**Requirement**
Pull out each row below that contains the word "lamb", copying it in full.

**Records for this exercise**
================
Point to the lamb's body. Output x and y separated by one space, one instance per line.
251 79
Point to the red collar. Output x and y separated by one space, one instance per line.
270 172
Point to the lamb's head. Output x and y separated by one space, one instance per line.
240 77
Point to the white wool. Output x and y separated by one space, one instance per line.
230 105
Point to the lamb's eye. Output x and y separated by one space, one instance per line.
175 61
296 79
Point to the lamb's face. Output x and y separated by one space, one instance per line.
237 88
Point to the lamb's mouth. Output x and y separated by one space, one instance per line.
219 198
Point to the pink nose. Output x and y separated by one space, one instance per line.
================
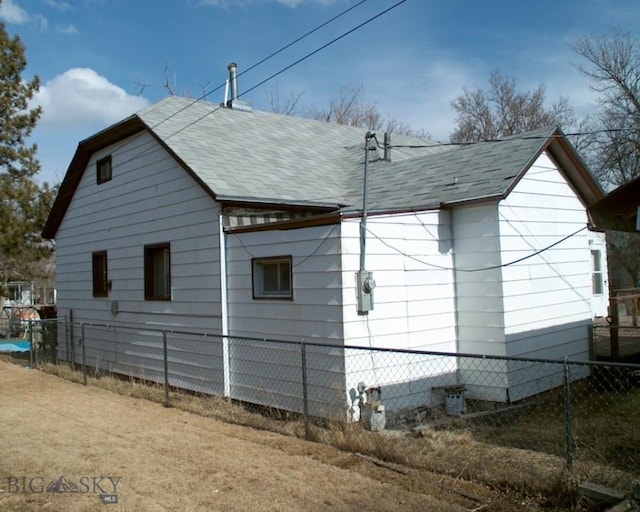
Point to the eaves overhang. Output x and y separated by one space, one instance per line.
================
**Full solution**
Point to the lamb's body. Output x and y separated by one space, one instance per line.
Point to the lamb's head. Output x and y separated by one space, one instance per line.
Point to the lamb's eye. Output x and y separated by one space, one instance per line.
Point to the lamb's face. Output x and y separated by one space, one instance per line.
Point to the lamb's mouth. Output x and y separated by one space, one instance per line.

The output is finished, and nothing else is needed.